* **Assignment A**: In the news report below about the girl who fell into the River Yare, at what time did the lifeboat crew get the call from the coastguard?
* **Assignment B**: Using the news report below about the girl who fell into the River Yare, explain why the lifeboat helmsman called Jade "very, very lucky."
--- Selected excerpt Enclosed Below ---
STEPHEN PULLINGER This is the girl who plunged 12ft from the quay into one of Norfolk's most treacherous rivers and lived to tell the tale.

STEPHEN PULLINGER

This is the girl who plunged 12ft from the quay into one of Norfolk's most treacherous rivers and lived to tell the tale.

Jade Kerrison, aged nine, had been playing alongside the River Yare on Yarmouth's South Quay at about 8.45pm on Thursday when it is thought a friend the same age accidentally pushed her in, watching in horror as she momentarily disappeared under the surface.

In an incident with chilling echoes of the Daniel Entwistle tragedy four years ago, the friend raced to Jade's home in nearby Dorset Close to alert her mother Caroline, who ran to the quayside fearing the worst but found her petrified daughter clinging to a lifebelt.

Reliving their ordeal yesterday, Mrs Kerrison and Jade's grandmother Kathleen, 53, were full of praise for Gorleston's inshore lifeboat crew who took only minutes to reach the scene - less than 400m from the spot where it is thought seven-year-old Daniel was swept to his death - and plucked her from the water.

Cradling her daughter on the settee, Mrs Kerrison, 33, who has two other children Abbie, 11, and Joshua, two, said: “As I was running down to the quayside I was screaming, 'No Jade, no Jade'. I thought she must have gone under and we would not find her.”

She was reassured by onlookers, including firefighters and police officers - who had thrown the lifebelt to Jade - until the arrival of the lifeboat.

Mrs Kerrison, who had thought her daughter was playing in the courtyard outside her flat, said: “I want to thank the people who saved her. I could not believe how quickly the lifeboat got there.”

Jade's grandmother, who lives in nearby Ordnance Road, said: “As soon as I was told about it I thought of Daniel Entwistle. We are just so lucky. I only had two hours sleep last night thinking about it.”

Jade, a pupil at Yarmouth's St Nicholas Priory Middle School, was yesterday recovering at home, but only has scraped hands to show for her ordeal.

She said: “I remember falling and started swimming when I went under. I grabbed hold of something and then heard a policeman call my name.

“My hands slipped and I got pulled by the current until I managed to grab the lifebelt and then hold on to some stairs. I felt upset and very cold.”

Lifeboat helmsman Kevin Bennington described Jade as “very, very lucky” because there had been a strong ebb tide flowing and the water was very cold.

He said: “We launched quickly in three or four minutes after getting a call from the coastguard at 9.09pm. We found a young girl in the water, cold and very distressed and clinging to the lifebelt.

“Because of the danger of the strong tide we wasted no time going in and my two crew members plucked her out of the water. They then huddled round her to keep the wind off her while we took her back to the lifeboat shed.”

Mr Bennington said during her fall Jade had been lucky not to hit the big tractor tyres used as fenders for offshore boats mooring on that stretch of the river.

Jade was taken from the Riverside Road boathouse by ambulance to Gorleston's James Paget University Hospital but released hours later after recovering from the cold.

No trace of Daniel Entwistle has ever been found since his disappearance in May 2003, but his bike was found near the riverwall and it is thought he fell in the river and was swept to his death.
--- End of Enclosed Selected excerpt ---
--- Data supplied Enclosed Below ---
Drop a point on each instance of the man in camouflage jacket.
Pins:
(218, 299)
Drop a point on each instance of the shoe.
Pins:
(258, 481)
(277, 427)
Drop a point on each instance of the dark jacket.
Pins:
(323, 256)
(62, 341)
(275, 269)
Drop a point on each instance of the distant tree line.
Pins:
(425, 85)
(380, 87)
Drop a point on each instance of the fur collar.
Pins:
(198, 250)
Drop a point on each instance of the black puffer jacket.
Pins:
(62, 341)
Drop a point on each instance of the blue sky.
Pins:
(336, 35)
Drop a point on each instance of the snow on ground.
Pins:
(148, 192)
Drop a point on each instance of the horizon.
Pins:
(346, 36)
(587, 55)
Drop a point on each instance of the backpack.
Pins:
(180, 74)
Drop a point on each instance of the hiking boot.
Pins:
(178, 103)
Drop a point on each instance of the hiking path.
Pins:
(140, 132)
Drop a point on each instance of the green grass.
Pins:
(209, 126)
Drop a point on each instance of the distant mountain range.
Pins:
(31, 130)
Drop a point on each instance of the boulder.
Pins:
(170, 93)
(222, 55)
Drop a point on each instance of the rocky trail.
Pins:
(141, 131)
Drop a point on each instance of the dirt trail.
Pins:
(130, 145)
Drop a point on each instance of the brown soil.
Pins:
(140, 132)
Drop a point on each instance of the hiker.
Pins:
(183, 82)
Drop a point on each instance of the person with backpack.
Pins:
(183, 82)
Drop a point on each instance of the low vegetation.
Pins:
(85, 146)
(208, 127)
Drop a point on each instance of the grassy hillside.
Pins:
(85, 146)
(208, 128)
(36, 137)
--- End of Enclosed Data supplied ---
* **Task result A**: The call came at 9.09pm.

* **Task result B**: Kevin Bennington called her very lucky because a strong ebb tide was flowing and the water was very cold. He also said she had been lucky not to hit the big tractor tyres used as fenders on that stretch of the river when she fell.